→ **Raw data**

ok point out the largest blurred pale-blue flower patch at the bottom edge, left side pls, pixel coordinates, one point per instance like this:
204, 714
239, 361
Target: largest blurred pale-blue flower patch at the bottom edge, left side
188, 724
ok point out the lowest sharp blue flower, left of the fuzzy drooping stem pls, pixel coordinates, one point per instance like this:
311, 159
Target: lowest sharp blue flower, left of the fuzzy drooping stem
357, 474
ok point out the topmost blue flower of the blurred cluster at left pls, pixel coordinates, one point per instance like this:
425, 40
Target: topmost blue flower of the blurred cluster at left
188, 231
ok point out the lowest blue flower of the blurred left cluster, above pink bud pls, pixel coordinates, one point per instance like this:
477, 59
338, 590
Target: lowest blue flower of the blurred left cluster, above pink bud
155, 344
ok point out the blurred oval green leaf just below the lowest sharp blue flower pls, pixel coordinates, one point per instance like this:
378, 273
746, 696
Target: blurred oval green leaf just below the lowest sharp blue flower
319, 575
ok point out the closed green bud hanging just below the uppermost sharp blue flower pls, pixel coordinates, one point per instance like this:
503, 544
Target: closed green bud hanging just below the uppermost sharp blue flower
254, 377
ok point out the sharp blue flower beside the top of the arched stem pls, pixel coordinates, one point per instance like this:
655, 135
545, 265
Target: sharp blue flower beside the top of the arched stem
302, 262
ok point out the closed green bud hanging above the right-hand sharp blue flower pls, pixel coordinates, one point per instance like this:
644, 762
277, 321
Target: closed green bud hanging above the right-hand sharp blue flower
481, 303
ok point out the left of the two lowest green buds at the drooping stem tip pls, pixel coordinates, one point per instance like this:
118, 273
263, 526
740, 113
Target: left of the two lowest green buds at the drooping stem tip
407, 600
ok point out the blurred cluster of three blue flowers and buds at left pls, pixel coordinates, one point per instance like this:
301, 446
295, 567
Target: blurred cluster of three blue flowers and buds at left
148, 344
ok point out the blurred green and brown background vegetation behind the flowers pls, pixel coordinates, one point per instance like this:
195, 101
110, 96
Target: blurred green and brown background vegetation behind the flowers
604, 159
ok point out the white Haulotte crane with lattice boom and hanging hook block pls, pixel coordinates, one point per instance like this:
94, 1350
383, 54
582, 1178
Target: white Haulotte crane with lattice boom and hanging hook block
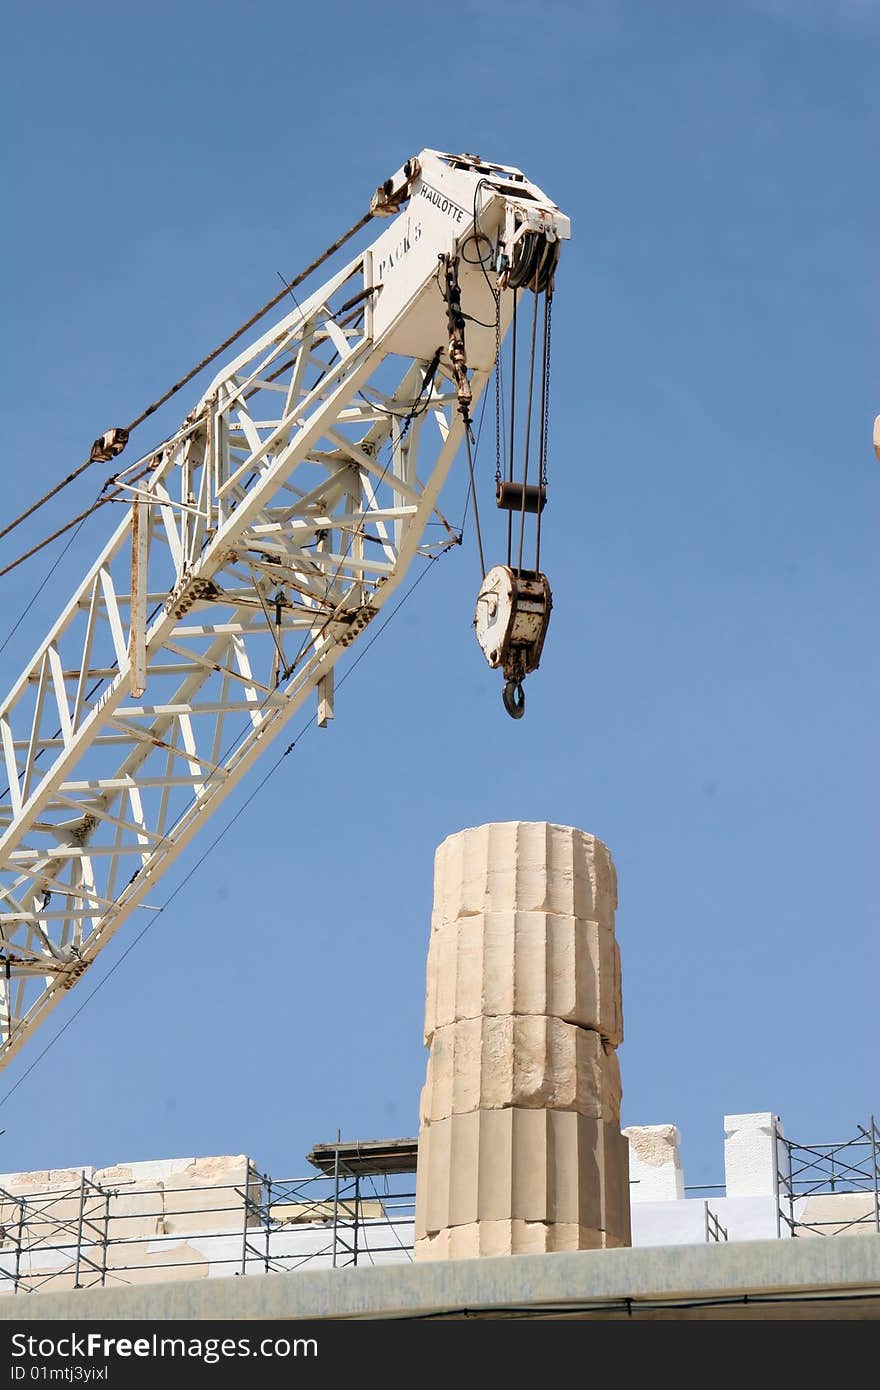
259, 541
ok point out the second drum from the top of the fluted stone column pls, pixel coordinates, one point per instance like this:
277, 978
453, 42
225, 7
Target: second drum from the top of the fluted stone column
525, 963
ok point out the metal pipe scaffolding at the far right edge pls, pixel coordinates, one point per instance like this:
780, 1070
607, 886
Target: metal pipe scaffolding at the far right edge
829, 1189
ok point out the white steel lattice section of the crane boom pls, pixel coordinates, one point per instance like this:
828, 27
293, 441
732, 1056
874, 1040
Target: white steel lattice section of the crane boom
273, 529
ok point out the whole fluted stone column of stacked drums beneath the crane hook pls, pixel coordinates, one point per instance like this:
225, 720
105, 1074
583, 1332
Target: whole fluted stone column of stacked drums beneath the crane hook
519, 1145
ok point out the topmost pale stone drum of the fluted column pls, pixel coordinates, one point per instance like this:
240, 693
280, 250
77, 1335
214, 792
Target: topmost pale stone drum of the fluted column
532, 867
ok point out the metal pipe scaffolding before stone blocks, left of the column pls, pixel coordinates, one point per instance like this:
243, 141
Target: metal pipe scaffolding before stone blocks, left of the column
92, 1235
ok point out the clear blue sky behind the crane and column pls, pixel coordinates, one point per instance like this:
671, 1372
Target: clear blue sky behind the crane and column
707, 701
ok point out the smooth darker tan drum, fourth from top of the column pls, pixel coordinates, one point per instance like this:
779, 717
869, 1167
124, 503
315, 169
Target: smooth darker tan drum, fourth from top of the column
528, 1166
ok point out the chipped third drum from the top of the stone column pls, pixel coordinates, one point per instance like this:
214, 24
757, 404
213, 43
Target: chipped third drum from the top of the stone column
535, 1063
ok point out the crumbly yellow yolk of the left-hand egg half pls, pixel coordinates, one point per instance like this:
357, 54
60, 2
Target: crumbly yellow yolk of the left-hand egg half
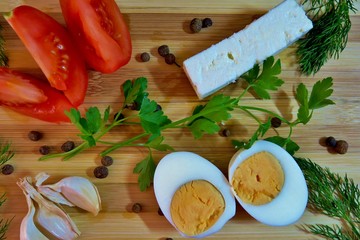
196, 206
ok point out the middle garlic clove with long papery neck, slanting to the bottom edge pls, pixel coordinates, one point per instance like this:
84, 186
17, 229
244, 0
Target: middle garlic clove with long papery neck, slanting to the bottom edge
49, 216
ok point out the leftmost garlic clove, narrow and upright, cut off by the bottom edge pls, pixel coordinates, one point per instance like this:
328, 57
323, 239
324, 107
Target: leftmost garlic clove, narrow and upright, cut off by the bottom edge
28, 230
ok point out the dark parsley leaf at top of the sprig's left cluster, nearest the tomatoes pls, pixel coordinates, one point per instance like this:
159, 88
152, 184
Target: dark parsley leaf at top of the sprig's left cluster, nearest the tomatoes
134, 91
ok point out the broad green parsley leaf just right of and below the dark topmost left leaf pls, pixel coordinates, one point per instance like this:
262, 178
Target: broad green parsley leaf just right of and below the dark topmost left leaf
152, 119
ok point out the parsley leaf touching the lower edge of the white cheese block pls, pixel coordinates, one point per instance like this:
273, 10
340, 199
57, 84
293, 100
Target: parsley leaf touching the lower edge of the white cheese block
267, 80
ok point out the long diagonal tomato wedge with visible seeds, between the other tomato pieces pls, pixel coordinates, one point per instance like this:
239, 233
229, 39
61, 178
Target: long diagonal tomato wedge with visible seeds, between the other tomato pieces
53, 50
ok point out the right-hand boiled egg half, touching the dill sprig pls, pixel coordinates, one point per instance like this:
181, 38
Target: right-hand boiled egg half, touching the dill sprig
268, 184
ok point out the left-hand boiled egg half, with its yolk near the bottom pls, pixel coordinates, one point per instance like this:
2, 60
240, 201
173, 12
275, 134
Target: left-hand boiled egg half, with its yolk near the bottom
193, 194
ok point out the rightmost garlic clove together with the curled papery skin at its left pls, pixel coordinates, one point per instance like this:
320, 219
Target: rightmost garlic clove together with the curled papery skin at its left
78, 191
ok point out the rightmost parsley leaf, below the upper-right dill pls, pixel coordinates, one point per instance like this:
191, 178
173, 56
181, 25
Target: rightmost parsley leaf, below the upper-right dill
318, 98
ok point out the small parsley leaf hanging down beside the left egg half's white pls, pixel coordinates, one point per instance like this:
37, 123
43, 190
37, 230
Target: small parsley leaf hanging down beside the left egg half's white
146, 171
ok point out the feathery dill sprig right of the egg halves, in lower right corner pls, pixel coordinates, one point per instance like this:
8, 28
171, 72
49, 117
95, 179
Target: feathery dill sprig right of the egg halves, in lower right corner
334, 196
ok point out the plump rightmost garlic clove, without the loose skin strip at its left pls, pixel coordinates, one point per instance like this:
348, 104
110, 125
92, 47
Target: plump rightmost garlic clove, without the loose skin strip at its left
80, 192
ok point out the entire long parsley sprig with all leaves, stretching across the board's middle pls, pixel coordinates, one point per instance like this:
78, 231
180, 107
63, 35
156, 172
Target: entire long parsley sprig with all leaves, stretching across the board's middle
204, 119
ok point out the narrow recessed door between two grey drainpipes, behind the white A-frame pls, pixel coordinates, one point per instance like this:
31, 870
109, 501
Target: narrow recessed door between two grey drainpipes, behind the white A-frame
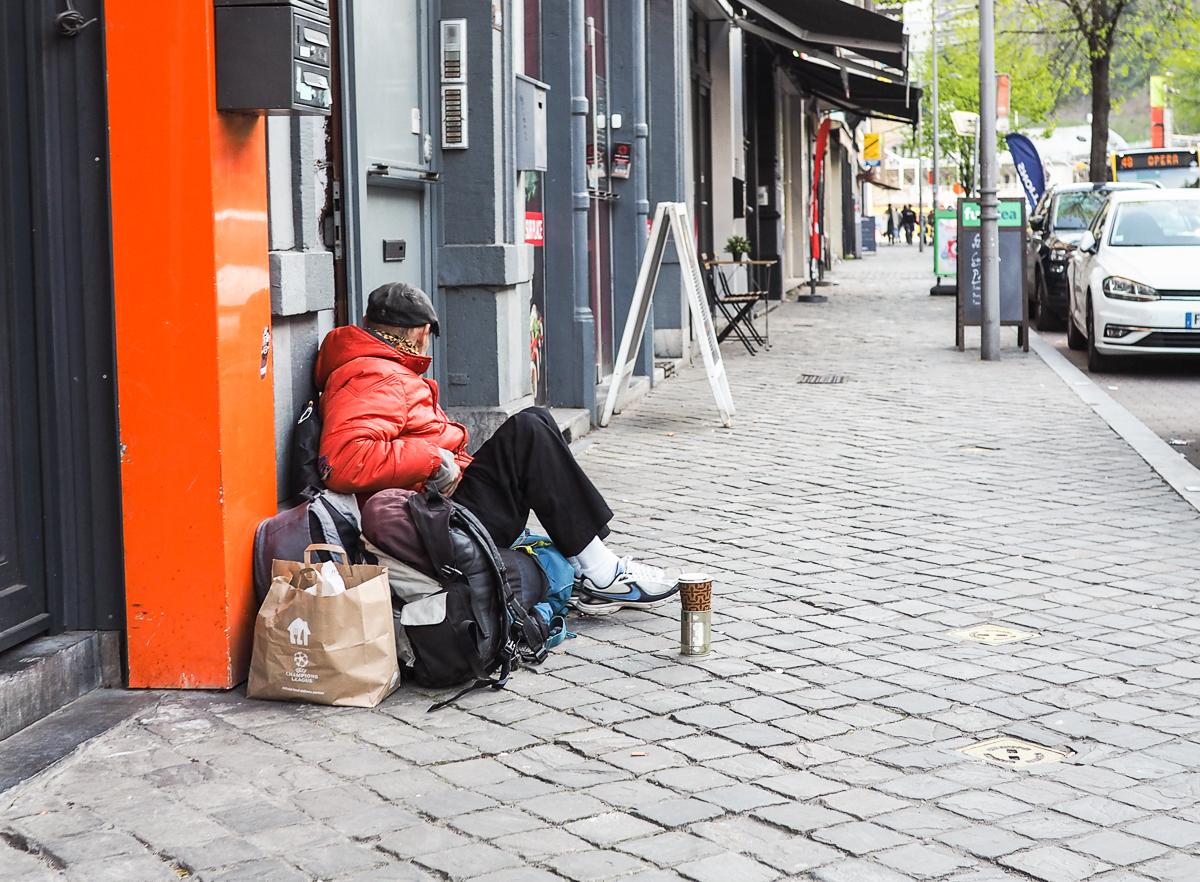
599, 184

→ **Activity**
In transcribing the listing, keep each word as it is and drop the pictures.

→ **Reply to the exercise**
ok point out the largest blurred pale-blue flower patch at the bottom edge, left side pls, pixel coordinates, one point per instance like this:
204, 714
239, 361
Target: largest blurred pale-blue flower patch at the bottom edge, left side
188, 724
ok point out the lowest sharp blue flower, left of the fuzzy drooping stem pls, pixel coordinates, one point per instance like this:
311, 159
Target: lowest sharp blue flower, left of the fuzzy drooping stem
357, 474
ok point out the topmost blue flower of the blurred cluster at left pls, pixel coordinates, one point per instance like this:
425, 40
Target: topmost blue flower of the blurred cluster at left
188, 231
ok point out the lowest blue flower of the blurred left cluster, above pink bud pls, pixel coordinates, one point per instance like this:
477, 59
338, 590
Target: lowest blue flower of the blurred left cluster, above pink bud
155, 344
ok point out the blurred oval green leaf just below the lowest sharp blue flower pls, pixel coordinates, one point per instance like this:
378, 273
746, 696
Target: blurred oval green leaf just below the lowest sharp blue flower
319, 575
ok point out the closed green bud hanging just below the uppermost sharp blue flower pls, pixel coordinates, one point per instance like this:
503, 544
Target: closed green bud hanging just below the uppermost sharp blue flower
254, 377
ok point out the sharp blue flower beside the top of the arched stem pls, pixel coordinates, one point per instance like this:
655, 135
545, 265
Target: sharp blue flower beside the top of the arched stem
302, 262
ok point out the closed green bud hanging above the right-hand sharp blue flower pls, pixel coordinates, one point per instance like this:
644, 762
277, 321
Target: closed green bud hanging above the right-hand sharp blue flower
481, 303
ok point out the left of the two lowest green buds at the drooping stem tip pls, pixel coordinates, one point per instance like this:
118, 273
263, 526
740, 113
Target: left of the two lowest green buds at the drooping stem tip
407, 600
ok point out the blurred cluster of three blue flowers and buds at left pls, pixel coordinates, one point per instance like this:
301, 446
295, 567
Target: blurred cluster of three blue flowers and buds at left
148, 344
ok point out the blurred green and brown background vegetation behind the flowers pls, pixel coordinates, one point per instance like this:
195, 101
110, 96
Target: blurred green and brown background vegetation behind the flowers
604, 159
ok point out the white Haulotte crane with lattice boom and hanging hook block pls, pixel coordinates, one point per instance like this:
94, 1350
383, 54
582, 1178
Target: white Haulotte crane with lattice boom and hanging hook block
259, 541
ok point out the second drum from the top of the fluted stone column pls, pixel coordinates, one point per instance like this:
277, 978
453, 42
225, 7
Target: second drum from the top of the fluted stone column
525, 963
ok point out the metal pipe scaffolding at the far right edge pls, pixel coordinates, one point per instance like this:
780, 1070
607, 886
Target: metal pipe scaffolding at the far right edge
829, 1189
ok point out the white steel lattice section of the crane boom pls, pixel coordinates, one point per instance like this:
828, 27
293, 441
732, 1056
874, 1040
Target: white steel lattice section of the crane boom
273, 529
ok point out the whole fluted stone column of stacked drums beneath the crane hook pls, pixel coordinates, one point per instance like this:
225, 720
105, 1074
583, 1332
Target: whole fluted stone column of stacked drums beneath the crane hook
519, 1145
ok point out the topmost pale stone drum of the fluted column pls, pixel coordinates, one point per instance like this:
240, 693
280, 250
77, 1335
214, 792
Target: topmost pale stone drum of the fluted column
532, 867
ok point out the metal pipe scaffolding before stone blocks, left of the column pls, pixel coordinates, one point per instance like this:
243, 141
Target: metal pipe scaffolding before stone blocks, left of the column
92, 1235
ok point out the clear blue sky behind the crane and column pls, pixel coordinates, one point per instance like this:
671, 1372
Target: clear blue sky behind the crane and column
707, 701
ok point out the smooth darker tan drum, fourth from top of the column pls, pixel coordinates, one point per instance like this:
779, 717
869, 1167
124, 503
315, 169
Target: smooth darker tan drum, fourth from top of the column
528, 1166
ok point out the chipped third drum from the top of the stone column pls, pixel coordinates, one point per instance like this:
214, 24
757, 404
213, 43
Target: chipped third drum from the top of the stone column
535, 1063
ok point out the crumbly yellow yolk of the left-hand egg half pls, pixel coordinates, one point per instance like this:
357, 54
60, 2
Target: crumbly yellow yolk of the left-hand egg half
196, 206
ok point out the middle garlic clove with long papery neck, slanting to the bottom edge pls, pixel coordinates, one point per instance like this:
84, 186
17, 229
244, 0
Target: middle garlic clove with long papery neck, slanting to the bottom edge
49, 216
ok point out the leftmost garlic clove, narrow and upright, cut off by the bottom edge pls, pixel coordinates, one point per instance like this:
328, 57
323, 239
324, 107
Target: leftmost garlic clove, narrow and upright, cut off by the bottom edge
28, 230
ok point out the dark parsley leaf at top of the sprig's left cluster, nearest the tomatoes pls, pixel coordinates, one point per instance like this:
159, 88
152, 184
Target: dark parsley leaf at top of the sprig's left cluster, nearest the tomatoes
134, 91
ok point out the broad green parsley leaf just right of and below the dark topmost left leaf pls, pixel coordinates, one point per instance like this:
262, 178
Target: broad green parsley leaf just right of and below the dark topmost left leaf
152, 119
ok point out the parsley leaf touching the lower edge of the white cheese block pls, pixel coordinates, one point per instance like this:
273, 10
340, 199
57, 84
293, 100
Target: parsley leaf touching the lower edge of the white cheese block
267, 80
ok point out the long diagonal tomato wedge with visible seeds, between the other tomato pieces pls, pixel coordinates, one point per instance like this:
239, 233
229, 39
61, 178
Target: long diagonal tomato wedge with visible seeds, between the other tomato pieces
53, 50
ok point out the right-hand boiled egg half, touching the dill sprig pls, pixel coordinates, one point per instance like this:
181, 38
Target: right-hand boiled egg half, touching the dill sprig
268, 184
ok point out the left-hand boiled egg half, with its yolk near the bottom pls, pixel coordinates, one point per instance like this:
2, 60
240, 201
173, 12
275, 134
Target: left-hand boiled egg half, with its yolk near the bottom
193, 194
ok point out the rightmost garlic clove together with the curled papery skin at its left pls, pixel coordinates, one point per instance like this:
320, 219
Target: rightmost garlic clove together with the curled papery skin at its left
78, 191
ok point out the rightmost parsley leaf, below the upper-right dill pls, pixel coordinates, one point per instance like this:
191, 178
173, 56
181, 25
Target: rightmost parsley leaf, below the upper-right dill
318, 98
ok point out the small parsley leaf hanging down beside the left egg half's white pls, pixel coordinates, one point per instance like this:
37, 123
43, 190
37, 230
Target: small parsley leaf hanging down beside the left egg half's white
146, 171
ok point out the feathery dill sprig right of the egg halves, in lower right corner pls, pixel coordinates, one point per instance like this:
8, 28
171, 72
49, 117
95, 179
Target: feathery dill sprig right of the egg halves, in lower right corner
334, 196
ok point out the plump rightmost garlic clove, without the loose skin strip at its left pls, pixel coordinates, one point per instance like this:
348, 104
110, 125
92, 47
Target: plump rightmost garlic clove, without the loose skin strip at its left
80, 192
ok point out the entire long parsley sprig with all leaves, stretching across the board's middle pls, pixel coordinates, one point per instance like this:
78, 231
180, 107
63, 35
156, 172
Target: entire long parsley sprig with all leaves, stretching across the board's middle
204, 119
ok point out the narrow recessed door between two grey drainpipes, behind the white A-frame pls, pixel coordinates, one point per instance like this:
31, 870
109, 501
Target: narrow recessed door between two grey drainpipes, behind the white A-frame
599, 184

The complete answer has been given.